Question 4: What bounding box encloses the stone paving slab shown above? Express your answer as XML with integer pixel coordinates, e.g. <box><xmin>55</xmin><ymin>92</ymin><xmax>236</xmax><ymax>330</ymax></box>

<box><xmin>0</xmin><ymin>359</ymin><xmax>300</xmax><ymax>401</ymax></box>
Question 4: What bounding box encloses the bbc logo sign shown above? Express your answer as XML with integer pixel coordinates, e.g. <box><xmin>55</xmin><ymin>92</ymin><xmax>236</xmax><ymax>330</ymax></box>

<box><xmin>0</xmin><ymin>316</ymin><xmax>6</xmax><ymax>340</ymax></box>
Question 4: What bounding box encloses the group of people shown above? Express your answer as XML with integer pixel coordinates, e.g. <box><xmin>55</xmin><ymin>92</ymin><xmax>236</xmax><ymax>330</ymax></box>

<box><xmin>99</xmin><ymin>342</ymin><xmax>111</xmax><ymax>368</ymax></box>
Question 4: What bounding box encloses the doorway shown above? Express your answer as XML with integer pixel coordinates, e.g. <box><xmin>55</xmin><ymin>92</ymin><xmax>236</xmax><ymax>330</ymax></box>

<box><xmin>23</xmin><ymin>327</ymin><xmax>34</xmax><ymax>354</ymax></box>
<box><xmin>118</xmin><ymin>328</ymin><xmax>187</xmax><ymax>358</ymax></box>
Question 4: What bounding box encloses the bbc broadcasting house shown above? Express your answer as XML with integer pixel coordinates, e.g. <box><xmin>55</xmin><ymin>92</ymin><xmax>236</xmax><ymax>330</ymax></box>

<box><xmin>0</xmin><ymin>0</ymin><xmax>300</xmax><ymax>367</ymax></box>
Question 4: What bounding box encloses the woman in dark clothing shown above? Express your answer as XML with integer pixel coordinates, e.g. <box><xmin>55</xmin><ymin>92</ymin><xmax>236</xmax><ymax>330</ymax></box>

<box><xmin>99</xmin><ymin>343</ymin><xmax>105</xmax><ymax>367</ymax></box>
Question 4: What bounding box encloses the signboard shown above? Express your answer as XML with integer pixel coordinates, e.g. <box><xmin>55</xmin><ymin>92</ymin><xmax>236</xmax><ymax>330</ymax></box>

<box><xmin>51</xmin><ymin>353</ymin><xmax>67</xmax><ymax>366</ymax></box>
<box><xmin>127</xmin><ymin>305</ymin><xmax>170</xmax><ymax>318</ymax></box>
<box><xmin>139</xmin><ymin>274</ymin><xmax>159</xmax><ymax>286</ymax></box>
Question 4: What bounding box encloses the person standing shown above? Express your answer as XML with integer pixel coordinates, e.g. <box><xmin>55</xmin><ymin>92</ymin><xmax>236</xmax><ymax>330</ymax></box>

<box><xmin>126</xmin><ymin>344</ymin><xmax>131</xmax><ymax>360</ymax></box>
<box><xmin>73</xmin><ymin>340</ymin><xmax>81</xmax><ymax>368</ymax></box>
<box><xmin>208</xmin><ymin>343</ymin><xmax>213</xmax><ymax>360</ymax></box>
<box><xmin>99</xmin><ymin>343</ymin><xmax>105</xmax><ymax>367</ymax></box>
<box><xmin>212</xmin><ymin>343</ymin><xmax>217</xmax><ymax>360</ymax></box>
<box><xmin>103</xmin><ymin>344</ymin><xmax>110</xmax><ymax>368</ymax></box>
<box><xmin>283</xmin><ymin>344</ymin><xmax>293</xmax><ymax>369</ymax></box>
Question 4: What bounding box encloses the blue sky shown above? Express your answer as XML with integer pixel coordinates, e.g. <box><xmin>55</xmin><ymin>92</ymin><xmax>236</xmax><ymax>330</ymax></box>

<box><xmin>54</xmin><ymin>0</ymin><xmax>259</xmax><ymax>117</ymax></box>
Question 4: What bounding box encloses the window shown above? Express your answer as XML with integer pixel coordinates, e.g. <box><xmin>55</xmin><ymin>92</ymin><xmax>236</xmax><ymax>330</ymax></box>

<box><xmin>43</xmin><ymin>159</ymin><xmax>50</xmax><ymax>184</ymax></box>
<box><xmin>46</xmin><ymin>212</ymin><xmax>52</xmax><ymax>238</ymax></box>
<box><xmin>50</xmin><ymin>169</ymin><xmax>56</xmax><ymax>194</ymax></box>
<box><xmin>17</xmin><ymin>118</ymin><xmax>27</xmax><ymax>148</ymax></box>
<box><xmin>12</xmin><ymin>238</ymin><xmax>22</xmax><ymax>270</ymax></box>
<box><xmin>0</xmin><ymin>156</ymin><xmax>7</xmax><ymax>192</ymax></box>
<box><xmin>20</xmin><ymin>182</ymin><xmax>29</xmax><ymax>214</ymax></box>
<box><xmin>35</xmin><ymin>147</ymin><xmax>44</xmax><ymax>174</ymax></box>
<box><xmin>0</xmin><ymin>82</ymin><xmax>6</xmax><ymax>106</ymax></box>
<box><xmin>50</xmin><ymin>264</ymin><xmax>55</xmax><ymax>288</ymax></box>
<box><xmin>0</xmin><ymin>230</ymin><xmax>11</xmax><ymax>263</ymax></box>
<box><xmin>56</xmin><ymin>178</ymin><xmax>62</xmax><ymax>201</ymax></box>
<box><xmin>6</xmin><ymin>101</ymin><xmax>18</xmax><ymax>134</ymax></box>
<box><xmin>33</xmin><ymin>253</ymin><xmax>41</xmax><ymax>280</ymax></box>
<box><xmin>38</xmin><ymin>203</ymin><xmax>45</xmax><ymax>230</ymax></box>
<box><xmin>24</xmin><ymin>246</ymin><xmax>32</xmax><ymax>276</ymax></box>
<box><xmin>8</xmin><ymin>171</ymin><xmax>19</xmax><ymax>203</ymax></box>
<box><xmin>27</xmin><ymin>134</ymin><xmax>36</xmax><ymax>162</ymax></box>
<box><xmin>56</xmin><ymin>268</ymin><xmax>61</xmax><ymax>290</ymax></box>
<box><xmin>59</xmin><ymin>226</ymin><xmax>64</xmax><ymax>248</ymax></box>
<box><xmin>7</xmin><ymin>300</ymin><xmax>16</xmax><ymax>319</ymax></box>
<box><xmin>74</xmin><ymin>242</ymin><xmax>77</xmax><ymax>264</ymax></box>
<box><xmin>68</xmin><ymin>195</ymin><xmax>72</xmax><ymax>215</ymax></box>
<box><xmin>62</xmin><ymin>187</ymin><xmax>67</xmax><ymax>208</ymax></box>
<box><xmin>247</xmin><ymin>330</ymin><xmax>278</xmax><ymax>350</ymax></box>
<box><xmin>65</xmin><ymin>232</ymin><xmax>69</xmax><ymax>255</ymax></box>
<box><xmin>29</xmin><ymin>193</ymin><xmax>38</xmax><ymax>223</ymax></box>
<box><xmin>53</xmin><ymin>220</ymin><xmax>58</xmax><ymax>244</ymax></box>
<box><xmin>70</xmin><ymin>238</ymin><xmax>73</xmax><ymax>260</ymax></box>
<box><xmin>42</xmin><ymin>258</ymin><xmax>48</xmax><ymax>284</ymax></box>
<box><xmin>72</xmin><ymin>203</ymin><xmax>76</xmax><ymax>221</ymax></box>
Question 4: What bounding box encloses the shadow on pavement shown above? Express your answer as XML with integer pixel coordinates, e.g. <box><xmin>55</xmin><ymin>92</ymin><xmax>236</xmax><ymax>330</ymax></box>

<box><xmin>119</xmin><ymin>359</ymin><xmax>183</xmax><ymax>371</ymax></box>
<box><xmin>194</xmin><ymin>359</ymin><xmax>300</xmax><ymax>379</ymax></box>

● WRITTEN TASK: Which lines in the records above contain the word "paving"? Copy out each of them in full.

● THE RESULT:
Question 4: What bounding box encloses the stone paving slab shown above? Express your answer as XML with integer pixel coordinates, e.g. <box><xmin>55</xmin><ymin>92</ymin><xmax>236</xmax><ymax>330</ymax></box>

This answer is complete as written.